• _REQUIRED WORK_
Go through the data below and copy it exactly, skipping every picture.
-- EXTRACTED MATERIAL follows --
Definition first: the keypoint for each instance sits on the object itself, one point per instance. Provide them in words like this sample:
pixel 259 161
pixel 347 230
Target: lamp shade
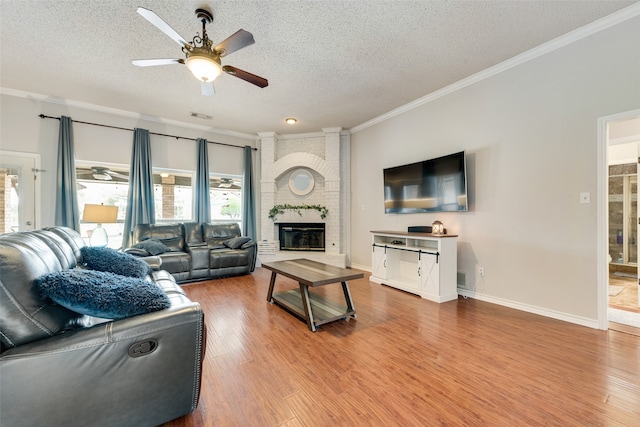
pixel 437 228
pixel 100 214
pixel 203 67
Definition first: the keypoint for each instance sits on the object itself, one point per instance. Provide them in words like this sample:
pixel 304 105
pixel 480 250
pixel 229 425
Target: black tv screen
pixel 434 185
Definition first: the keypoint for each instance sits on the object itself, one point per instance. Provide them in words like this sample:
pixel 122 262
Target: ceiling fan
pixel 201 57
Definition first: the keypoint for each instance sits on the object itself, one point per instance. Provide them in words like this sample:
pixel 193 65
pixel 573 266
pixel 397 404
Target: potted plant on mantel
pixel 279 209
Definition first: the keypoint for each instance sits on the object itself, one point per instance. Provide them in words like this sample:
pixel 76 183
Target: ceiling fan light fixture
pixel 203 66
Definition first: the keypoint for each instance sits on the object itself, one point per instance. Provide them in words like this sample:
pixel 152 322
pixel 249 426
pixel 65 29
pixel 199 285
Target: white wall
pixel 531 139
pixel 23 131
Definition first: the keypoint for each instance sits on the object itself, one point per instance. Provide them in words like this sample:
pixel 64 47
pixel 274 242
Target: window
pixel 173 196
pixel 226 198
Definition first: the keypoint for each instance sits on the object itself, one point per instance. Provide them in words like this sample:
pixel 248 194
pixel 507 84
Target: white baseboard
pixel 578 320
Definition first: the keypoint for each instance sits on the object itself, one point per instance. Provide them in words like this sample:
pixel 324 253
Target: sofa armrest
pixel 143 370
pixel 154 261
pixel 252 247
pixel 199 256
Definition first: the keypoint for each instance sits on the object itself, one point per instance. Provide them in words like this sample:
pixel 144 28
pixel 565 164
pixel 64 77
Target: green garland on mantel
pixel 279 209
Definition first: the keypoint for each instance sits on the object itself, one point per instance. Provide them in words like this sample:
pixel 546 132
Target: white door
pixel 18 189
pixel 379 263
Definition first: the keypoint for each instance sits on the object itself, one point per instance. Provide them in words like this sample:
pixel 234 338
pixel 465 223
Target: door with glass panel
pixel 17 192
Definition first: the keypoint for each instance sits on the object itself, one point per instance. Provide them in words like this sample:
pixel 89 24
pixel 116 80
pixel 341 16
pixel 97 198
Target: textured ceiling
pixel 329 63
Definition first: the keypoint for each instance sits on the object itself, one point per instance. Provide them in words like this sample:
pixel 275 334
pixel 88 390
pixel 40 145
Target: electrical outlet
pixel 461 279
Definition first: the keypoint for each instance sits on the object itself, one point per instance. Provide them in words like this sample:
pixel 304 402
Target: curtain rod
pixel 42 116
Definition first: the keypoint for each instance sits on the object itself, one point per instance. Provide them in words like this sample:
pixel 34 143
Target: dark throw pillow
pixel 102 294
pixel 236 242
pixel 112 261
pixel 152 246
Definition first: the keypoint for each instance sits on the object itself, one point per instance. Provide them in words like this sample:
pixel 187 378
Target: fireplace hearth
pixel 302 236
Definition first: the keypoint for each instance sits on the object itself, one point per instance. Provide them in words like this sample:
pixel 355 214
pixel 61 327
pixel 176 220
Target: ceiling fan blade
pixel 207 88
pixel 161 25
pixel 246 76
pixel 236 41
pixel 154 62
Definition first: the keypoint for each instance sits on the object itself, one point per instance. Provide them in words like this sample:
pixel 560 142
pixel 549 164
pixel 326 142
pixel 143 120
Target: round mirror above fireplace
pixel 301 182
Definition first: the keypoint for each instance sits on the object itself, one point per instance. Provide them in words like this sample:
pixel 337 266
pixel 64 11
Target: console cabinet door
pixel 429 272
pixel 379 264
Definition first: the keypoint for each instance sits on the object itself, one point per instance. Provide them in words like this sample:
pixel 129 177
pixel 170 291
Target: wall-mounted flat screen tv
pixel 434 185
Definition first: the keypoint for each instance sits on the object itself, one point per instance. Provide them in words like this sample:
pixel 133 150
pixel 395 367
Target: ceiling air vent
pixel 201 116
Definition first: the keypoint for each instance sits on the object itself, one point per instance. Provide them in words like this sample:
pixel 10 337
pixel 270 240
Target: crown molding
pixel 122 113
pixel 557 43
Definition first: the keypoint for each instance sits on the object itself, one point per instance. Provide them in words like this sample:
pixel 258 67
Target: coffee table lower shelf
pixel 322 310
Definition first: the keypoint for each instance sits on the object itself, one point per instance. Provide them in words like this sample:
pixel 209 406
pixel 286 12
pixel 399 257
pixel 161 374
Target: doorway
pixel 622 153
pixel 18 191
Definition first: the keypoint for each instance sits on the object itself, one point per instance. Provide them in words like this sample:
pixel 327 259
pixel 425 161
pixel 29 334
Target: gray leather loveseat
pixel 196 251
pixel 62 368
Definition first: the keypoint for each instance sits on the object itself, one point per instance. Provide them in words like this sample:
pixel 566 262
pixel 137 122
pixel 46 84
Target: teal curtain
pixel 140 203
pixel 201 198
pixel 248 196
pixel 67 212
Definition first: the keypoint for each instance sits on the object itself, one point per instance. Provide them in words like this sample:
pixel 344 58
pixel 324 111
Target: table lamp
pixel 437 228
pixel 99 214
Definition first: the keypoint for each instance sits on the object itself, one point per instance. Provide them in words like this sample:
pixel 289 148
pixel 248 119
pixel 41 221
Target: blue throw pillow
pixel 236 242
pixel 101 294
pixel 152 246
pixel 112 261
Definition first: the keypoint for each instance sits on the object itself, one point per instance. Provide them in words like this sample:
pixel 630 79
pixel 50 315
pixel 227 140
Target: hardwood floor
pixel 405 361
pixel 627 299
-- EXTRACTED MATERIAL concluded --
• _TASK ANSWER_
Definition first: the keypoint for each instance sits on the object itself, one point per instance. Provide them in words like this sample:
pixel 259 161
pixel 347 230
Target: lamp shade
pixel 437 228
pixel 100 214
pixel 203 67
Definition first: the keypoint for each instance sits on the object itself, one point per instance. Provide them in words like this sample:
pixel 304 105
pixel 480 250
pixel 229 425
Target: black tv screen
pixel 434 185
Definition first: the keypoint for each instance sits on the object itself, one point per instance. Provide them in words like this sample:
pixel 122 262
Target: ceiling fan
pixel 201 57
Definition first: the keypoint for each instance sits on the object itself, one point per instance. Provide them in words like this sample:
pixel 193 65
pixel 573 266
pixel 397 404
Target: potted plant on mantel
pixel 279 209
Definition first: the keypoint for each instance sits on the object itself, one point per instance. Provide them in words like this sample:
pixel 76 183
Target: ceiling fan light fixture
pixel 203 66
Definition first: the keypoint for each instance sits on the object itself, one point per instance. Provide them in words like this sample:
pixel 152 322
pixel 249 426
pixel 65 29
pixel 199 285
Target: white wall
pixel 531 139
pixel 23 131
Definition first: the keypoint for each instance sits on the object itself, one point per instance. Provide them in words like this sample:
pixel 64 47
pixel 274 242
Target: window
pixel 173 196
pixel 226 198
Definition first: the keypoint for each instance sits on the object itself, one point per instance. Provide them in words like this sample:
pixel 248 194
pixel 507 84
Target: white baseboard
pixel 578 320
Definition first: the keypoint for each instance sits on the object itself, one point per instance. Provide them in words like this sample:
pixel 324 253
Target: sofa armrest
pixel 143 370
pixel 154 261
pixel 252 247
pixel 199 256
Definition first: the keypoint for each instance sits on the object itself, one point per instance. Provide them in words like this sample:
pixel 144 28
pixel 565 164
pixel 64 77
Target: green garland on mantel
pixel 279 209
Definition first: the keypoint for each instance sits on the object itself, one point per instance. Provide them in words like this sample:
pixel 546 132
Target: white door
pixel 18 189
pixel 379 263
Definition first: the keypoint for each instance sits on the object itself, one point per instance. Provide them in words like this sample:
pixel 234 338
pixel 465 223
Target: door with glass panel
pixel 17 192
Definition first: the keypoint for each instance sits on the object itself, one point per instance. Provide them in words like this sample:
pixel 89 24
pixel 116 80
pixel 341 16
pixel 97 198
Target: textured ceiling
pixel 329 63
Definition first: the keypoint for each instance sits on the object itself, one point per instance. Provide them in words like this sample:
pixel 275 334
pixel 88 390
pixel 40 145
Target: electrical outlet
pixel 461 279
Definition first: the keypoint for each instance sits on the object itself, one point per instance. Provide them in words like this sample:
pixel 304 402
Target: curtain rod
pixel 42 116
Definition first: the keypoint for each instance sits on the object itself, one point per instance. Provide them in words like this sample:
pixel 34 143
Target: dark throw pillow
pixel 102 294
pixel 236 242
pixel 112 261
pixel 152 246
Definition first: the keypoint for each instance sits on the object itself, one point per instance. Provide them in words like this sample:
pixel 187 378
Target: fireplace hearth
pixel 302 236
Definition first: the keypoint for each instance sits on the object itself, one point per instance. Provide them in words like this sample:
pixel 355 214
pixel 61 327
pixel 176 220
Target: ceiling fan blade
pixel 207 88
pixel 161 25
pixel 246 76
pixel 236 41
pixel 154 62
Definition first: the keypoint for each instance sits on the object itself, one point per instance. Provide them in words like this sample:
pixel 560 142
pixel 549 164
pixel 326 142
pixel 143 120
Target: round mirror above fireplace
pixel 301 182
Definition first: the keypoint for each instance sits on the object itself, one point per instance. Provide them in words like this sample:
pixel 337 266
pixel 64 11
Target: console cabinet door
pixel 429 272
pixel 379 264
Definition first: the keypoint for each instance sits on the object itself, one point per instance. Provide them in words like this sample:
pixel 129 177
pixel 170 291
Target: wall-mounted flat screen tv
pixel 434 185
Definition first: the keypoint for each instance sits on the object itself, one point per instance. Provide them in words like this sample:
pixel 133 150
pixel 395 367
Target: ceiling air vent
pixel 201 116
Definition first: the keypoint for each instance sits on the object itself, one point per instance. Provide them in words like this sample:
pixel 10 337
pixel 270 240
Target: crown molding
pixel 122 113
pixel 557 43
Definition first: the keypoint for each instance sits on the object itself, one point per instance. Provide them in words like this sample:
pixel 258 67
Target: coffee table lower shelf
pixel 322 310
Definition first: the keypoint for each instance sits on the object itself, one point per instance. Provide them in words like this sample:
pixel 209 406
pixel 286 12
pixel 399 257
pixel 161 374
Target: doorway
pixel 622 153
pixel 18 191
Definition first: the keypoint for each instance sits on the object itself, one point per instance. Provide them in words like this sample:
pixel 327 259
pixel 425 161
pixel 29 334
Target: gray leather loveseat
pixel 196 251
pixel 62 368
Definition first: the keypoint for each instance sits on the object itself, one point per instance. Provide them in words like this sample:
pixel 566 262
pixel 137 122
pixel 46 84
Target: teal curtain
pixel 140 203
pixel 201 198
pixel 248 196
pixel 67 212
Definition first: the keypoint for each instance sits on the object itself, one point per instance. Provide them in words like this sample:
pixel 344 58
pixel 324 111
Target: table lamp
pixel 437 228
pixel 99 214
Definition first: the keypoint for each instance sits on the object itself, one point per instance. Provide them in words like this sample:
pixel 289 148
pixel 248 119
pixel 41 221
Target: blue throw pillow
pixel 236 242
pixel 101 294
pixel 152 246
pixel 112 261
Definition first: the keypoint for each instance sits on the object itself, one point per instance. Provide them in words like this sample:
pixel 630 79
pixel 50 315
pixel 227 140
Target: hardwood floor
pixel 405 361
pixel 627 299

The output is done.